Problem description -
Restate exactly the lines of the entries below, beginning with the first and ending with the line that holds "fallen log, each". Pictures are not copied.

Input data -
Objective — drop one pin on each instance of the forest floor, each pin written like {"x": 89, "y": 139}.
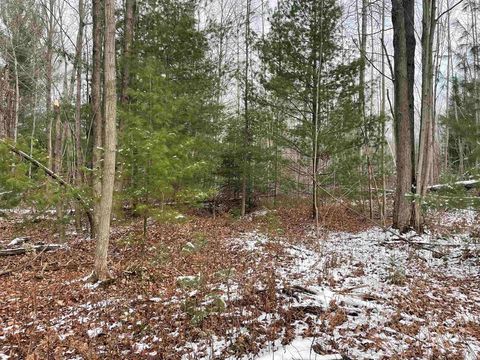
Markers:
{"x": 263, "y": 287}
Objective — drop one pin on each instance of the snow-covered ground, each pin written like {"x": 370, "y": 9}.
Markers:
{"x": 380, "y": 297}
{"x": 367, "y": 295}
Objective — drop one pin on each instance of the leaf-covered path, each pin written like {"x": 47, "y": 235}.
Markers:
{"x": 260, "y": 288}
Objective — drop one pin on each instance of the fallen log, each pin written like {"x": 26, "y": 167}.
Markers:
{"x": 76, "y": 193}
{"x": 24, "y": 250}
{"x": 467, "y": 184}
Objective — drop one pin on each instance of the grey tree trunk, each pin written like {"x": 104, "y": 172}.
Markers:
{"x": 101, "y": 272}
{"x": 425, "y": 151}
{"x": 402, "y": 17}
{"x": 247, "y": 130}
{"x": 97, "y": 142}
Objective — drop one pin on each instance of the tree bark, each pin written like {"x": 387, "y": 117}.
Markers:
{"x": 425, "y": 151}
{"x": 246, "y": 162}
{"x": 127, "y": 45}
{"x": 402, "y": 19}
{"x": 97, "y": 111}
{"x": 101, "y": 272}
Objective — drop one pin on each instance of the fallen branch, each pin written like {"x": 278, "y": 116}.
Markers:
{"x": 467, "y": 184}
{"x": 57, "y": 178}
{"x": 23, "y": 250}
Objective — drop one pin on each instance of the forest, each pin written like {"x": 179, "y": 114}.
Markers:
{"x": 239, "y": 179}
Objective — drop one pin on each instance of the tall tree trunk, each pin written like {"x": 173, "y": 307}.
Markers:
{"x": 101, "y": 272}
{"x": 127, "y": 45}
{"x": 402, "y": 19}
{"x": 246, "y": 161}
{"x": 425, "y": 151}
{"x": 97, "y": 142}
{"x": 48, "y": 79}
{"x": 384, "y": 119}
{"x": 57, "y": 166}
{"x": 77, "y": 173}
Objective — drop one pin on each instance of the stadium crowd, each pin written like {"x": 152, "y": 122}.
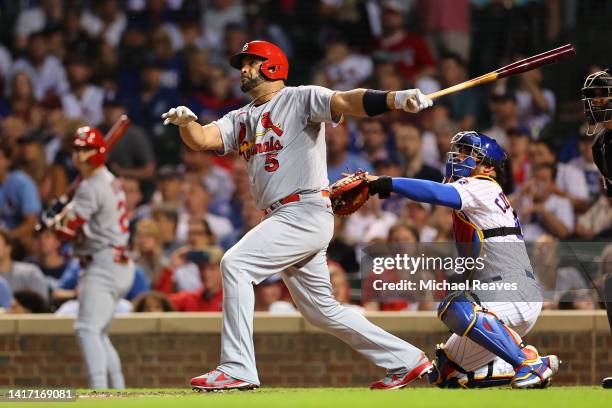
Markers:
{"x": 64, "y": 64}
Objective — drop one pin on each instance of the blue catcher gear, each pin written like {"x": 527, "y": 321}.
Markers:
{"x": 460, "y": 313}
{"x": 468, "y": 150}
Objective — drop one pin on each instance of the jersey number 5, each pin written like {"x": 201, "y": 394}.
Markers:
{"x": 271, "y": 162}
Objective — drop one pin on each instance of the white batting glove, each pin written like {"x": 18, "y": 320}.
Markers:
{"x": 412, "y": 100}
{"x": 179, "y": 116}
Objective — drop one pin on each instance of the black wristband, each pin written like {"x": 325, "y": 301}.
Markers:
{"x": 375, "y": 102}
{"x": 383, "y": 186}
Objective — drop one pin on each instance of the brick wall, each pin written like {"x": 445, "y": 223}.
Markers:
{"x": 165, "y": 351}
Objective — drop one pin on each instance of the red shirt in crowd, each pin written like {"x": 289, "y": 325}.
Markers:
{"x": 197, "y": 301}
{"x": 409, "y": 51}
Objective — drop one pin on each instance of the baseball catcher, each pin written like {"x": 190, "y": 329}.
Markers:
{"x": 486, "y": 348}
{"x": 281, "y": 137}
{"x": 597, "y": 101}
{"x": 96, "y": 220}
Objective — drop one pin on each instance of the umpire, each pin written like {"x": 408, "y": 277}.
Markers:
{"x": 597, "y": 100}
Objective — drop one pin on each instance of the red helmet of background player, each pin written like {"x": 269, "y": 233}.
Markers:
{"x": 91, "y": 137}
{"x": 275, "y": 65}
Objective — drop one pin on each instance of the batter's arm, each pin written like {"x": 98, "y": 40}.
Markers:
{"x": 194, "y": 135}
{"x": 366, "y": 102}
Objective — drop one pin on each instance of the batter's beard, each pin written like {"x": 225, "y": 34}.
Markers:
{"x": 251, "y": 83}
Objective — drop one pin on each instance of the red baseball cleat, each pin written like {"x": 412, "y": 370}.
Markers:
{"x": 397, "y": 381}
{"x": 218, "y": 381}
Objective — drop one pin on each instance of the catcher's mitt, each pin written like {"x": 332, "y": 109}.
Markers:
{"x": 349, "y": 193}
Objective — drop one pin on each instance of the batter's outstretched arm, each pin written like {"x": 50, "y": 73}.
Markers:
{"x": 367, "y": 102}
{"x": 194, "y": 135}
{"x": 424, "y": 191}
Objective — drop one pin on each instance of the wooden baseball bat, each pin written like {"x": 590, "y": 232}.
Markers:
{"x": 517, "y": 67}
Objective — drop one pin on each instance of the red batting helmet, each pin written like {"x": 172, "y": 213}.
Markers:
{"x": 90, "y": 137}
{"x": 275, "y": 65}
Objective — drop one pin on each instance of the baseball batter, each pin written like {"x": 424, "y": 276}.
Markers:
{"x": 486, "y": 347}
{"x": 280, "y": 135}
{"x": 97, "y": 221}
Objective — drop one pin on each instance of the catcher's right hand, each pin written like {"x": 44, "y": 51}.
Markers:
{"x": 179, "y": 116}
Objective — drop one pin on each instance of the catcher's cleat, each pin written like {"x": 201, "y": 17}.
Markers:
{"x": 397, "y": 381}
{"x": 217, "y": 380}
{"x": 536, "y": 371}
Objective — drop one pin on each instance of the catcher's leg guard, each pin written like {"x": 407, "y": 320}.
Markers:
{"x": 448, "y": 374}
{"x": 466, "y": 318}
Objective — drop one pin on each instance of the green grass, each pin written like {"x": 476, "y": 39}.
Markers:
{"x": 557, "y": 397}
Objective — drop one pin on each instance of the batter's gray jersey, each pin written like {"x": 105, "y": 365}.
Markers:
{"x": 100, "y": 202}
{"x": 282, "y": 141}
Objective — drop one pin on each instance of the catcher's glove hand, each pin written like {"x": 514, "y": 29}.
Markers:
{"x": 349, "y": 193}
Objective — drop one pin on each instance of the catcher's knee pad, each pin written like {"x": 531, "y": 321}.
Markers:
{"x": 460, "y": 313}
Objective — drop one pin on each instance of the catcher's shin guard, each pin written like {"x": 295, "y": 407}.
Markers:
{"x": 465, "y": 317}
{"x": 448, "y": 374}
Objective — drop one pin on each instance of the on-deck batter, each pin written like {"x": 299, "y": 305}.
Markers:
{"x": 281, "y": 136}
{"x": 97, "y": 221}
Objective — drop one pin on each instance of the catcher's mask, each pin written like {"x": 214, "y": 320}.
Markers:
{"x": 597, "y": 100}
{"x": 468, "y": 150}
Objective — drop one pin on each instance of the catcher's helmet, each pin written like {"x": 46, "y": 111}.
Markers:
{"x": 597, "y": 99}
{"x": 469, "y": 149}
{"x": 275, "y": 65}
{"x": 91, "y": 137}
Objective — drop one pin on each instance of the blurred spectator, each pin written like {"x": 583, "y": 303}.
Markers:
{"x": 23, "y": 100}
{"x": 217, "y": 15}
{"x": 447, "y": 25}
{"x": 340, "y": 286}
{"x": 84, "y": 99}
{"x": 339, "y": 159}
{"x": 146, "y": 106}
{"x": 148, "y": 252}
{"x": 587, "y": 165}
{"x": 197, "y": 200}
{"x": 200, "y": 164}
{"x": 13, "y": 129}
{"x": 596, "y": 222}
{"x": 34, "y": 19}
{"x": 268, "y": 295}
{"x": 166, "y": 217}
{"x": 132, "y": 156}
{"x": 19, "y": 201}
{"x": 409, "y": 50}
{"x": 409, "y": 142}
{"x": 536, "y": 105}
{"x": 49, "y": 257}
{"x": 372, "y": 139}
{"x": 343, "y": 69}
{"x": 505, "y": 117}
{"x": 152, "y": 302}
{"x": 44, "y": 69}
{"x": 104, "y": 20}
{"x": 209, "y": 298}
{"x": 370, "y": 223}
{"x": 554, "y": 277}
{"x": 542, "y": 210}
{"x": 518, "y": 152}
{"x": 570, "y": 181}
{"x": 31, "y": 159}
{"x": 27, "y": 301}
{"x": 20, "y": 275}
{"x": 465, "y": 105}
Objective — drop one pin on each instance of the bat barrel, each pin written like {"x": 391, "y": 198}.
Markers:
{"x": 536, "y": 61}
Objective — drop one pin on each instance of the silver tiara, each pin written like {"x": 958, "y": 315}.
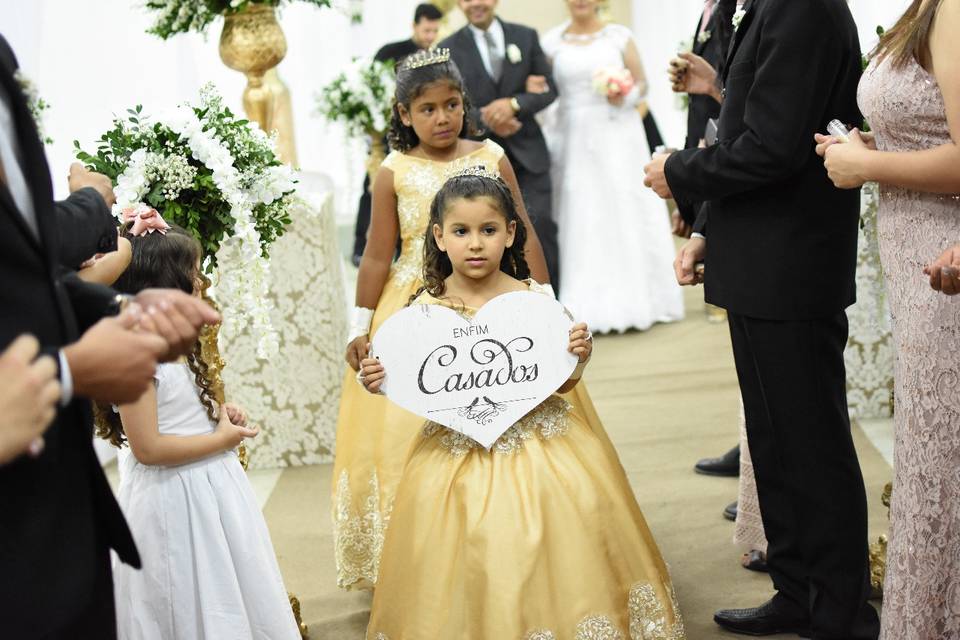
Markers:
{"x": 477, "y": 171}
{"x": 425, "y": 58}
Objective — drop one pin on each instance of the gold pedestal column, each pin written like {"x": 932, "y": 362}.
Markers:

Answer box -
Objective — drop one pin on each instance of the forest floor, each pin written like {"x": 89, "y": 139}.
Markers:
{"x": 263, "y": 287}
Objective — drop one pin on each instance of the snow-covered ground, each pin written like {"x": 370, "y": 9}.
Markers:
{"x": 380, "y": 297}
{"x": 367, "y": 295}
Objective — drop one pin on each instance of the leaf-covered path, each pin written like {"x": 47, "y": 235}.
Markers:
{"x": 260, "y": 288}
Objective — drop one pin on each instance of the fallen log, each pin written like {"x": 26, "y": 167}.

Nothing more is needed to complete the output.